**What the task requires:** Can you retype everything in the material from the line containing "Now, locate where winter" down to the line containing "[269,273,291,297]", both of those lines included, without changing a character?

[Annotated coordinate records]
_ _ _ _

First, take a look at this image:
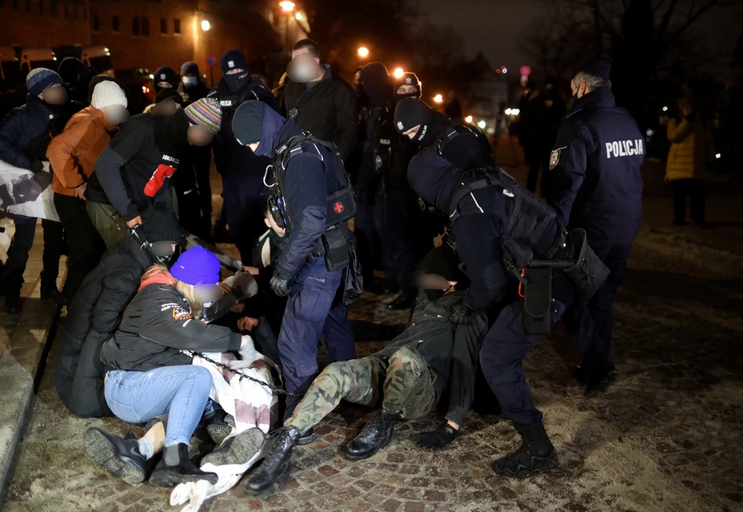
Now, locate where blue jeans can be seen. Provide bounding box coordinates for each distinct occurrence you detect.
[106,365,212,446]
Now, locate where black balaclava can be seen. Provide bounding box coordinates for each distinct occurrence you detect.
[392,71,423,101]
[359,62,390,107]
[219,50,252,93]
[408,152,465,212]
[395,98,438,147]
[152,66,178,92]
[420,244,469,301]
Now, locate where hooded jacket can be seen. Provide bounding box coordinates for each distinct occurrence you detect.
[101,268,242,372]
[46,106,117,196]
[545,88,645,249]
[374,292,488,425]
[247,105,340,278]
[55,232,155,418]
[281,64,359,161]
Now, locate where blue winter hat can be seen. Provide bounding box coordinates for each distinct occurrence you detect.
[26,68,62,96]
[170,245,220,285]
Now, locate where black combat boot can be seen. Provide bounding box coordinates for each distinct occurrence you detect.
[163,443,219,485]
[346,411,400,460]
[245,427,300,495]
[493,423,558,478]
[85,428,147,484]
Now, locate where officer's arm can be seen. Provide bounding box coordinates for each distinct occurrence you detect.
[452,214,514,312]
[546,122,588,226]
[446,313,488,425]
[276,154,328,279]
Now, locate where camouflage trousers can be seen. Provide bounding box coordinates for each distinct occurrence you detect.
[285,347,436,433]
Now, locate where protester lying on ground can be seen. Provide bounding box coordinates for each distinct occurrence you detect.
[55,198,183,418]
[246,246,487,494]
[85,247,257,484]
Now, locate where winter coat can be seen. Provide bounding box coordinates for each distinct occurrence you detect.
[374,292,488,424]
[56,233,155,418]
[281,64,359,161]
[46,106,116,196]
[666,117,714,180]
[0,95,67,172]
[101,274,242,372]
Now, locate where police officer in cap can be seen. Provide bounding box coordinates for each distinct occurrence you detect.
[232,101,356,444]
[545,59,645,395]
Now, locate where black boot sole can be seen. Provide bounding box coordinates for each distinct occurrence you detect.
[85,428,145,485]
[201,428,265,466]
[243,460,291,496]
[493,450,560,478]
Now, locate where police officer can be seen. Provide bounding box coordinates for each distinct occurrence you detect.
[545,59,645,395]
[408,147,612,477]
[209,50,279,264]
[232,101,356,444]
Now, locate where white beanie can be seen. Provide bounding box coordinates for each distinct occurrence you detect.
[90,80,129,109]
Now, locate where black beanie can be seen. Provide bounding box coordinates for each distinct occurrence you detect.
[152,66,178,92]
[219,50,248,75]
[395,98,434,133]
[232,101,264,144]
[142,199,183,244]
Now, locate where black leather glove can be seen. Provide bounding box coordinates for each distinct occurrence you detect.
[418,423,457,450]
[269,273,291,297]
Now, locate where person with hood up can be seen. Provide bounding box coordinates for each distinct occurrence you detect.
[0,68,68,314]
[46,82,129,301]
[232,101,356,436]
[85,246,258,485]
[354,62,402,298]
[85,91,220,247]
[55,201,183,418]
[281,39,359,161]
[245,245,488,494]
[209,50,279,263]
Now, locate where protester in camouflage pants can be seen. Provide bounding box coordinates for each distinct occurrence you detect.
[285,347,436,434]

_ _ _ _

**Answer to this exercise:**
Now, locate where winter coat can be seen. Provide bounding box coordinates for each distinct occurrence you detect.
[374,292,488,424]
[56,233,155,418]
[281,64,359,161]
[46,106,116,196]
[666,117,714,180]
[0,95,67,172]
[101,274,242,372]
Now, locate where police officer in cap can be seen. Provide bounding box coordinates for each distinct occurrence you detect.
[232,101,356,444]
[545,59,645,395]
Now, locate where black boot sole can be seen. Provide bounding box coordinates for each distinct occurrence you detect.
[85,428,145,485]
[201,428,265,466]
[243,460,291,496]
[493,450,560,478]
Now, locate where police officer can be seen. Provide bounding box coordinates for each distinct occurrence you detect.
[545,59,645,395]
[408,147,612,477]
[209,50,279,264]
[232,101,356,444]
Now, locate where white beanie can be seen. Provide bounding box coordinates for each distinct occurrence you detect.
[90,80,129,109]
Now, locate where black beanie can be seen. Provide bounding box coordinates for each distinct occurrence you detect.
[152,66,178,92]
[219,50,248,75]
[395,98,434,133]
[232,101,264,144]
[142,199,183,244]
Now, locate where black leather glove can be seen. Provide bounding box coordinates for each distinct occurrence you detect.
[418,423,457,450]
[269,273,291,297]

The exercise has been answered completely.